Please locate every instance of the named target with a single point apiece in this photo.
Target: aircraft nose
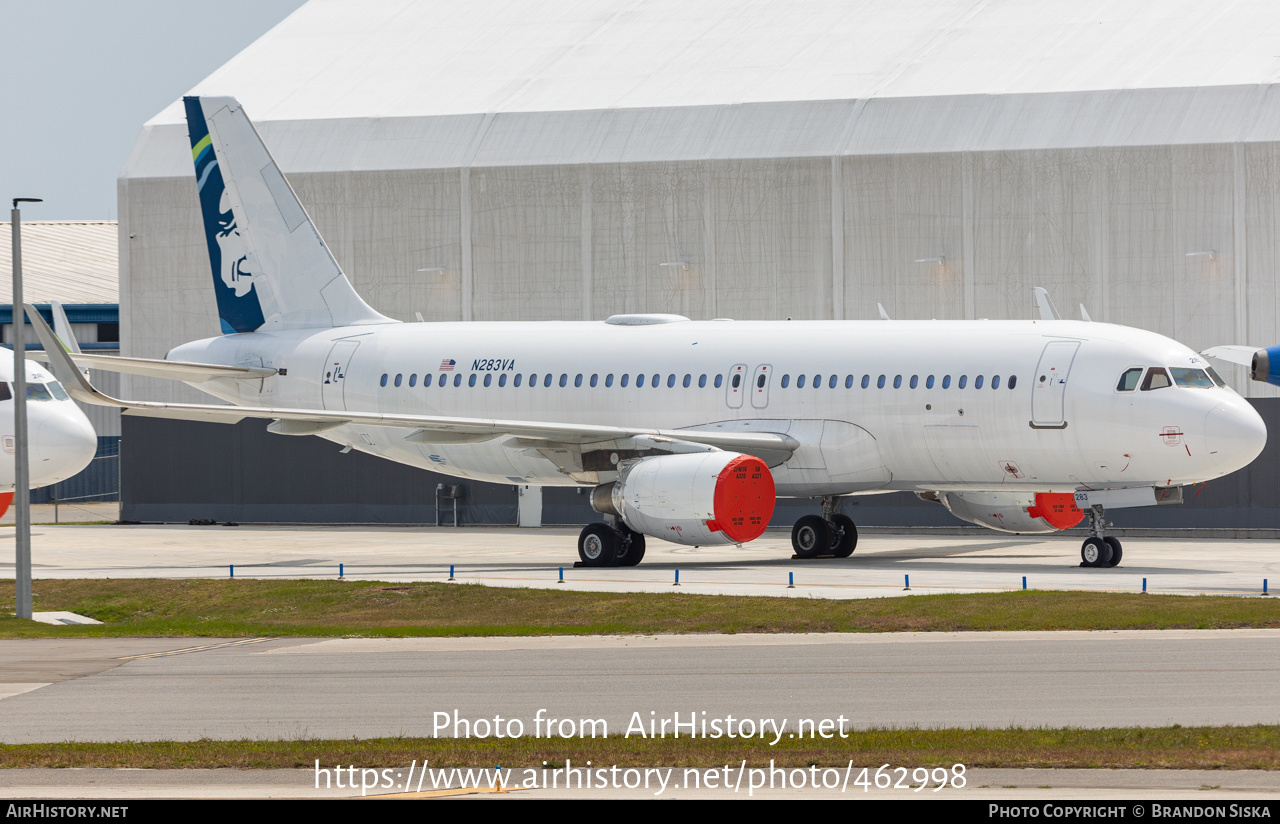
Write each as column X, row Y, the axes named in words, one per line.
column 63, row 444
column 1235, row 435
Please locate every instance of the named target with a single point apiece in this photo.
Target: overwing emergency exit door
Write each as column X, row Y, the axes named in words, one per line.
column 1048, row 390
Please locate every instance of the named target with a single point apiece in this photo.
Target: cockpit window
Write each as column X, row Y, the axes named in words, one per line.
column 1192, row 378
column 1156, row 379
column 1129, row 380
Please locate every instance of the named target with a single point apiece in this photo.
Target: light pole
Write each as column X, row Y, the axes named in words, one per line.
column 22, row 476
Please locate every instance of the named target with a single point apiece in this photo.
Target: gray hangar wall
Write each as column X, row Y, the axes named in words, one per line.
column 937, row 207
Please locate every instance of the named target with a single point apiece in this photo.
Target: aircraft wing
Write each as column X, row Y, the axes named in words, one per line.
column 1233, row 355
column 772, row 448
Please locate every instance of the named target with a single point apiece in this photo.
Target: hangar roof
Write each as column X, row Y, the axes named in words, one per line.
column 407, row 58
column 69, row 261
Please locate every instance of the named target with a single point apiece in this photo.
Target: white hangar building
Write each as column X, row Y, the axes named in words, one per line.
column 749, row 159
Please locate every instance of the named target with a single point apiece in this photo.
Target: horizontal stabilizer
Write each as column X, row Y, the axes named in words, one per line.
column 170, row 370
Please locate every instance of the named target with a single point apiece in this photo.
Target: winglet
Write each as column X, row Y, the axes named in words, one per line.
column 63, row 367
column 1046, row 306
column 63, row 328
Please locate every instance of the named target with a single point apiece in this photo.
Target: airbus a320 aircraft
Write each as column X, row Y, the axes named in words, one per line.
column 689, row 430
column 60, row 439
────────
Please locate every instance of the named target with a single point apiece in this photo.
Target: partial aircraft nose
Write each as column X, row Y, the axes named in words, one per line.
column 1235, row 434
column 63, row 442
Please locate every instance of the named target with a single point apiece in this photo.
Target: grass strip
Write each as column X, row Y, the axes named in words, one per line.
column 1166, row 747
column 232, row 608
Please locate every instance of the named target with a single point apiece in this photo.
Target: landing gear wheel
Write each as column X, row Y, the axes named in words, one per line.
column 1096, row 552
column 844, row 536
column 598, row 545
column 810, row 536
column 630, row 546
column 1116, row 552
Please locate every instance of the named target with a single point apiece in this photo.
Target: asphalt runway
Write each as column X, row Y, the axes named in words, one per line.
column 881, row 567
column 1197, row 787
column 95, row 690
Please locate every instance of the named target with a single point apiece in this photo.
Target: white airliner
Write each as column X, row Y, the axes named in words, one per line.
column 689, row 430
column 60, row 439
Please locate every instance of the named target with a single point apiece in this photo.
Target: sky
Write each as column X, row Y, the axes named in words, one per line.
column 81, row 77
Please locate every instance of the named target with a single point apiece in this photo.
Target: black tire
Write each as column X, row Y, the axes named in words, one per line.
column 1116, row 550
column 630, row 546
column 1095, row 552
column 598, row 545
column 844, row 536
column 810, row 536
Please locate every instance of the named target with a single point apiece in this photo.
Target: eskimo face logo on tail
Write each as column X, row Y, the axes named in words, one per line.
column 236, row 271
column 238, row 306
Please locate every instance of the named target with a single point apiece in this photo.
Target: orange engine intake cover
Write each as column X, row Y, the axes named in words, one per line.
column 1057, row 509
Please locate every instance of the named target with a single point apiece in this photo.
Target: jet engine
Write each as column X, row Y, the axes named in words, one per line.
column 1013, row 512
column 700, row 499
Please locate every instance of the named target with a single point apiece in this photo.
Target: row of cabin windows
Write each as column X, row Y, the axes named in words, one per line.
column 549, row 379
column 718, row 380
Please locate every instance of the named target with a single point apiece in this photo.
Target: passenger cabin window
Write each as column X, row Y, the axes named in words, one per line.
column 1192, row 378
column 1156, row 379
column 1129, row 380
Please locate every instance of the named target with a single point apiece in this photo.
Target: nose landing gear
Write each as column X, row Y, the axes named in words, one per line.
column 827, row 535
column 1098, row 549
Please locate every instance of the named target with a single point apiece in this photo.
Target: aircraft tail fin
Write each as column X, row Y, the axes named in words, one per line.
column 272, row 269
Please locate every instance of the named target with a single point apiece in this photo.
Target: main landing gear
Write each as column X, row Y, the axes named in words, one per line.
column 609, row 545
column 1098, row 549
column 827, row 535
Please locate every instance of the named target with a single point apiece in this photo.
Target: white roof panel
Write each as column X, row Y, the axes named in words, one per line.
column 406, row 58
────────
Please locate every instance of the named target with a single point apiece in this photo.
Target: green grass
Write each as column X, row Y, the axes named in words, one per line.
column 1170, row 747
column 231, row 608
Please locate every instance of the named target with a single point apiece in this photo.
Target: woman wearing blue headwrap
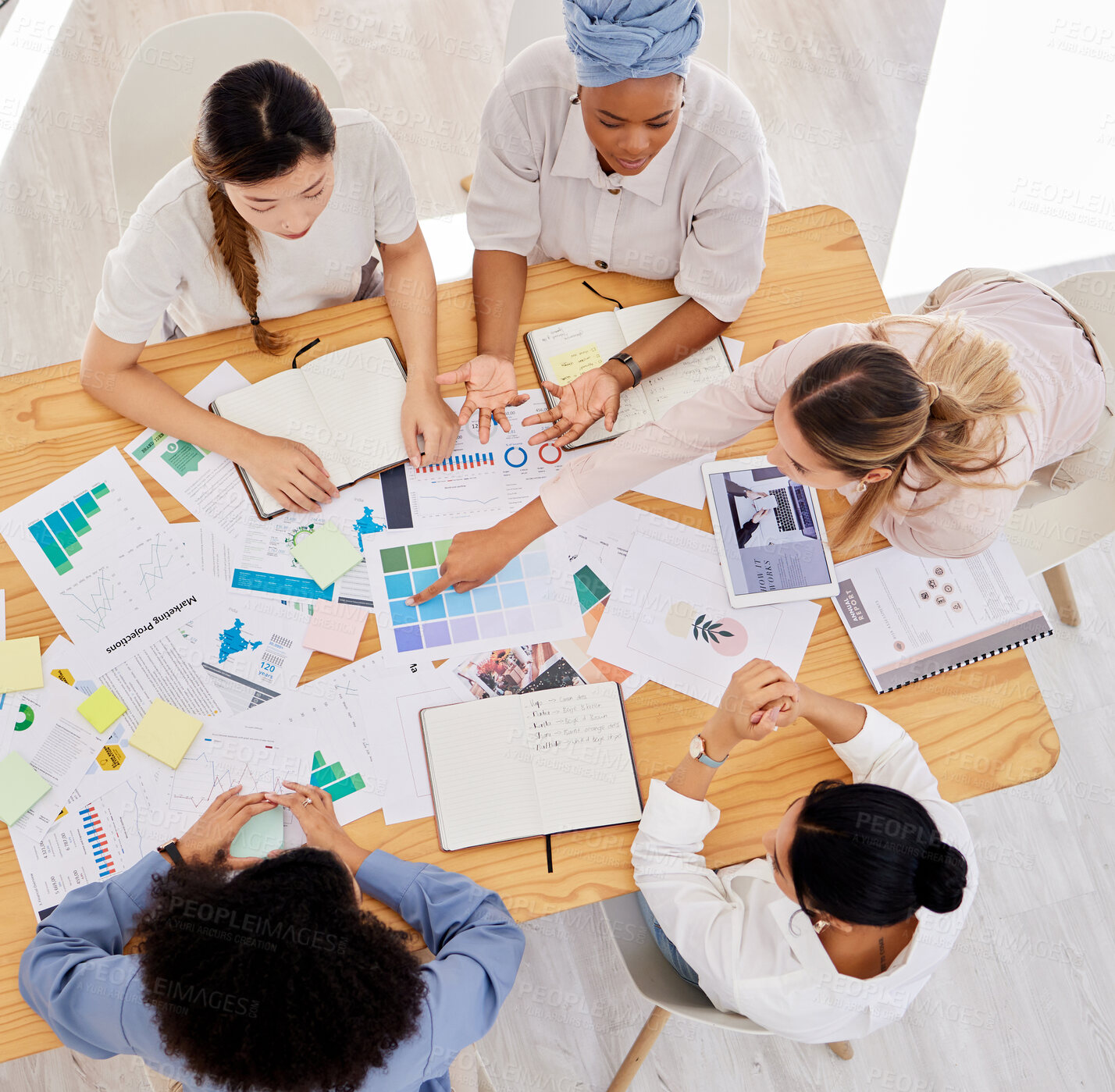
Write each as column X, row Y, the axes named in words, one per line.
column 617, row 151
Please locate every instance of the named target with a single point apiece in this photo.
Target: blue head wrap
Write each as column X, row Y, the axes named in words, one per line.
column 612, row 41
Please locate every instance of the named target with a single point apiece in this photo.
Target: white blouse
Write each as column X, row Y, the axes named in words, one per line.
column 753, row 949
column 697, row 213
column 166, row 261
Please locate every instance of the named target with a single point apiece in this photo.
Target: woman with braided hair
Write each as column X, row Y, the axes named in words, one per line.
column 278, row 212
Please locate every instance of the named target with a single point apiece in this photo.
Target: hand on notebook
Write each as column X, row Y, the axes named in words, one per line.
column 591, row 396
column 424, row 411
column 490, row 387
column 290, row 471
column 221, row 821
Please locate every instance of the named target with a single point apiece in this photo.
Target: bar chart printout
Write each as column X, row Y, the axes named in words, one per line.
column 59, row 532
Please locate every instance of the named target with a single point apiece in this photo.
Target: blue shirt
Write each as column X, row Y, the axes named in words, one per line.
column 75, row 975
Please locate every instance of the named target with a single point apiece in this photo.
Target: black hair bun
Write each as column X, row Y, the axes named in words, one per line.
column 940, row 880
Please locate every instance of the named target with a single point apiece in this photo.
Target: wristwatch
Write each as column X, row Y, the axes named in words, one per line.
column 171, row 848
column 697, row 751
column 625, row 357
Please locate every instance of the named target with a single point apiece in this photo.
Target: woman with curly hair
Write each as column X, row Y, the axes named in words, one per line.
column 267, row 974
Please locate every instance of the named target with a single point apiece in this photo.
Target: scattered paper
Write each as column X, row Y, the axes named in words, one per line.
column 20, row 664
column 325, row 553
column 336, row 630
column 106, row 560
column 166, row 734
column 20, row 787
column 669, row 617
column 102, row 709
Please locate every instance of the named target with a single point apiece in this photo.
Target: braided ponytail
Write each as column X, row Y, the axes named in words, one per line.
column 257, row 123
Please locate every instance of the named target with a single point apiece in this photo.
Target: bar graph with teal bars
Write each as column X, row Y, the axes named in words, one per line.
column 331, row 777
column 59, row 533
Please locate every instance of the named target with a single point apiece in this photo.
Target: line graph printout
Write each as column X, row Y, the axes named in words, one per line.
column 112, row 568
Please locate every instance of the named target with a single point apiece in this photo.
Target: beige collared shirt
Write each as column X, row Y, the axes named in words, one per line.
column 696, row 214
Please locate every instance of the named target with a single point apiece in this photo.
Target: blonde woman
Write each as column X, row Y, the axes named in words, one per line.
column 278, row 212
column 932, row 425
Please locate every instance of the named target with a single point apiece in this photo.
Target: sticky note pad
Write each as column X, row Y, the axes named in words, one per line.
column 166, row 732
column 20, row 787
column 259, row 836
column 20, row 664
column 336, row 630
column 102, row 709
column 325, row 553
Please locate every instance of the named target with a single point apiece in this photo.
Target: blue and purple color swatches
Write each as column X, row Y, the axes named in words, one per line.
────────
- _The problem_
State how many lines of the records above contain the string "printout", treating case as significant, and give only the number.

- _Task output_
2